§ **Exercise directions**: Turn the lines below into a JSON list of strings, one string per line, leaving out any blank lines.

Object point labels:
===============

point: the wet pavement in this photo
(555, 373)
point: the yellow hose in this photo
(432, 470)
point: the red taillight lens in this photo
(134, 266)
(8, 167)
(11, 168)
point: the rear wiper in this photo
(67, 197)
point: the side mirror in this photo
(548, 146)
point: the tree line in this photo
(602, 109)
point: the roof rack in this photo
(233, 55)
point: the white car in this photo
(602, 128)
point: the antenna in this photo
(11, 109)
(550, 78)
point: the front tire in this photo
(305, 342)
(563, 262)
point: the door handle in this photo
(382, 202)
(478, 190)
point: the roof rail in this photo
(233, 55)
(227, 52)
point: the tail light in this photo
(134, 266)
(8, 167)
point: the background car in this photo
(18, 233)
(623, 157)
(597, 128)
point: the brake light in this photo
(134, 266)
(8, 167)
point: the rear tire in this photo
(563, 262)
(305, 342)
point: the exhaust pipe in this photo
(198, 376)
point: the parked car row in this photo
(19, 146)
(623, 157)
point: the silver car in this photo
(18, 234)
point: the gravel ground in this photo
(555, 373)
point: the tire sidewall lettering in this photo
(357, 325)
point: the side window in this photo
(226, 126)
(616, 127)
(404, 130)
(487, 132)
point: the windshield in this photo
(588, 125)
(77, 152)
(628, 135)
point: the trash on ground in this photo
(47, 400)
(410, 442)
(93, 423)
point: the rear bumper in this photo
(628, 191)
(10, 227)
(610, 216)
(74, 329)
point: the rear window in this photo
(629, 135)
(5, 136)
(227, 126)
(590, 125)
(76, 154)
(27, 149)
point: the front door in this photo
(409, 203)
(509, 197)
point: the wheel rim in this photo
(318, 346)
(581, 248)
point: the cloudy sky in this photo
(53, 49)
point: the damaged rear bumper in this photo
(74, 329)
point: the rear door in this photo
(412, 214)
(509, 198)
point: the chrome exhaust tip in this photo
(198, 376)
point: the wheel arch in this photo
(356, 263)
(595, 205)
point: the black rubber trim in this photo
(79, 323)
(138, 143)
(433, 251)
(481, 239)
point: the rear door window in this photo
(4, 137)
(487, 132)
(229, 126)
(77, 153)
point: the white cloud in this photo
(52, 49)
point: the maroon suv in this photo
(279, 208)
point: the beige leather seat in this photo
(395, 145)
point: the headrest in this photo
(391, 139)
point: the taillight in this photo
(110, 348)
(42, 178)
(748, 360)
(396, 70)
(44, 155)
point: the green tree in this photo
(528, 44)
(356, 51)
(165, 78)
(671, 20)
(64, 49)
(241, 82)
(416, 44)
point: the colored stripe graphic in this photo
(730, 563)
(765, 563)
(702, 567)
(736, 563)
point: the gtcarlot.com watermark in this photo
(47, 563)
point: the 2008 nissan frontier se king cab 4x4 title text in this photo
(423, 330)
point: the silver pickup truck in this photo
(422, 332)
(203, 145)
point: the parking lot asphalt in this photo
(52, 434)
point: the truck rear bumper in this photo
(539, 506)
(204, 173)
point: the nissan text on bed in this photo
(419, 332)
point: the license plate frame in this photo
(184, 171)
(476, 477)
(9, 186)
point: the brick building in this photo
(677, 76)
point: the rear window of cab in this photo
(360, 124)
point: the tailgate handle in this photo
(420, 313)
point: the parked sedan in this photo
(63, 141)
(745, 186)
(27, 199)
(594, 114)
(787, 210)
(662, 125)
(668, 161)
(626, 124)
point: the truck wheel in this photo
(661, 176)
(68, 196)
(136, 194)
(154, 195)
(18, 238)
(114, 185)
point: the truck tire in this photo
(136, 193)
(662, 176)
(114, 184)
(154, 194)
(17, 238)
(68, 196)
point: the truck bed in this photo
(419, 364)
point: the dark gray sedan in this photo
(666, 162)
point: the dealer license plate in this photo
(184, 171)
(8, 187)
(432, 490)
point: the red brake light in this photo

===============

§ **Final answer**:
[
  "point: the wet pavement in this photo",
  "(555, 373)",
  "point: the yellow hose in this photo",
  "(432, 470)",
  "point: the red taillight lens in this photo",
  "(134, 266)",
  "(8, 167)",
  "(11, 168)",
  "point: the rear wiper in this photo",
  "(67, 197)",
  "point: the side mirror in this photo",
  "(548, 146)",
  "point: the tree line in this photo",
  "(602, 109)",
  "point: the roof rack in this photo",
  "(233, 55)",
  "point: the white car in this photo",
  "(602, 128)",
  "point: the antenna in this photo",
  "(11, 109)",
  "(550, 78)",
  "point: the front tire in this photo",
  "(305, 342)",
  "(563, 262)",
  "point: the door handle in this photo",
  "(382, 202)",
  "(478, 190)",
  "point: the roof rail in this photo",
  "(233, 55)",
  "(227, 52)",
  "point: the tail light in this photo",
  "(134, 266)",
  "(8, 167)",
  "point: the background car in this photo",
  "(18, 233)",
  "(623, 157)",
  "(597, 128)",
  "point: the brake light in this photo",
  "(134, 266)",
  "(8, 167)",
  "point: the rear tire in this photo",
  "(563, 262)",
  "(305, 342)",
  "point: the exhaust pipe in this photo",
  "(198, 376)",
  "point: the parked car row in this photo",
  "(19, 146)",
  "(623, 157)",
  "point: the silver car in this photo",
  "(18, 234)",
  "point: the gravel ground in this photo",
  "(555, 373)",
  "point: the tire sidewall lettering in this photo",
  "(357, 325)",
  "point: the side window in this photo",
  "(226, 126)",
  "(616, 127)",
  "(404, 130)",
  "(487, 132)",
  "point: the windshield in this photo",
  "(588, 125)",
  "(77, 152)",
  "(628, 135)",
  "point: the trash on ground in this photo",
  "(47, 400)",
  "(410, 442)",
  "(93, 423)",
  "point: the rear bumper in this photo",
  "(628, 191)",
  "(10, 227)",
  "(610, 216)",
  "(74, 329)",
  "point: the rear window in this photo",
  "(629, 135)",
  "(5, 136)",
  "(227, 126)",
  "(590, 125)",
  "(76, 154)",
  "(27, 149)",
  "point: the front door in this photo",
  "(409, 203)",
  "(509, 197)",
  "point: the wheel rim in this photo",
  "(318, 346)",
  "(581, 248)",
  "point: the cloudy sky in this photo",
  "(53, 49)",
  "point: the damaged rear bumper in this photo",
  "(74, 329)",
  "point: the rear door in this photo",
  "(412, 214)",
  "(509, 198)",
  "point: the chrome exhaust tip in this photo",
  "(198, 376)",
  "point: the wheel arch in this photo",
  "(356, 263)",
  "(595, 205)",
  "point: the black rubber trim in this photo",
  "(79, 323)",
  "(138, 143)",
  "(433, 251)",
  "(481, 239)",
  "point: the rear door window in this photo",
  "(4, 137)",
  "(487, 132)",
  "(229, 126)",
  "(77, 153)",
  "point: the white cloud in this photo",
  "(52, 49)",
  "point: the maroon suv in this photo",
  "(279, 208)",
  "point: the beige leather seat in this photo",
  "(395, 145)",
  "point: the headrest in this photo",
  "(391, 139)",
  "point: the taillight in this photo",
  "(110, 348)",
  "(42, 178)",
  "(748, 360)",
  "(396, 70)",
  "(44, 155)",
  "point: the green tree in this photo",
  "(528, 44)",
  "(356, 51)",
  "(165, 78)",
  "(671, 20)",
  "(64, 49)",
  "(241, 82)",
  "(416, 44)",
  "point: the colored stripe graphic in this photo",
  "(730, 563)",
  "(765, 563)",
  "(702, 567)",
  "(736, 563)",
  "point: the gtcarlot.com watermark in this photo",
  "(47, 563)",
  "point: the 2008 nissan frontier se king cab 4x4 title text in this photo",
  "(423, 330)",
  "point: the silver pickup truck in this photo",
  "(422, 332)",
  "(203, 145)",
  "point: the parking lot asphalt in this photo",
  "(52, 434)",
  "point: the truck rear bumper in this photo",
  "(539, 506)",
  "(204, 173)",
  "point: the nissan text on bed in this photo",
  "(419, 332)",
  "point: the license plate frame in this photo",
  "(184, 171)",
  "(476, 477)",
  "(9, 186)",
  "point: the brick building in this photo",
  "(677, 76)",
  "point: the rear window of cab in this photo",
  "(360, 124)",
  "point: the tailgate handle in this photo",
  "(420, 313)",
  "point: the parked sedan in this photo",
  "(63, 141)",
  "(745, 186)",
  "(27, 199)",
  "(594, 114)",
  "(787, 210)",
  "(662, 125)",
  "(668, 161)",
  "(626, 124)",
  "point: the truck wheel in this photo",
  "(661, 176)",
  "(68, 196)",
  "(136, 194)",
  "(154, 195)",
  "(18, 238)",
  "(114, 185)",
  "point: the truck tire in this photo",
  "(136, 193)",
  "(662, 176)",
  "(114, 184)",
  "(154, 194)",
  "(17, 238)",
  "(68, 196)",
  "point: the truck bed in this photo",
  "(419, 364)",
  "point: the dark gray sedan in this photo",
  "(666, 162)",
  "point: the dealer license plate in this photo",
  "(184, 171)",
  "(8, 187)",
  "(432, 490)",
  "point: the red brake light in this photo"
]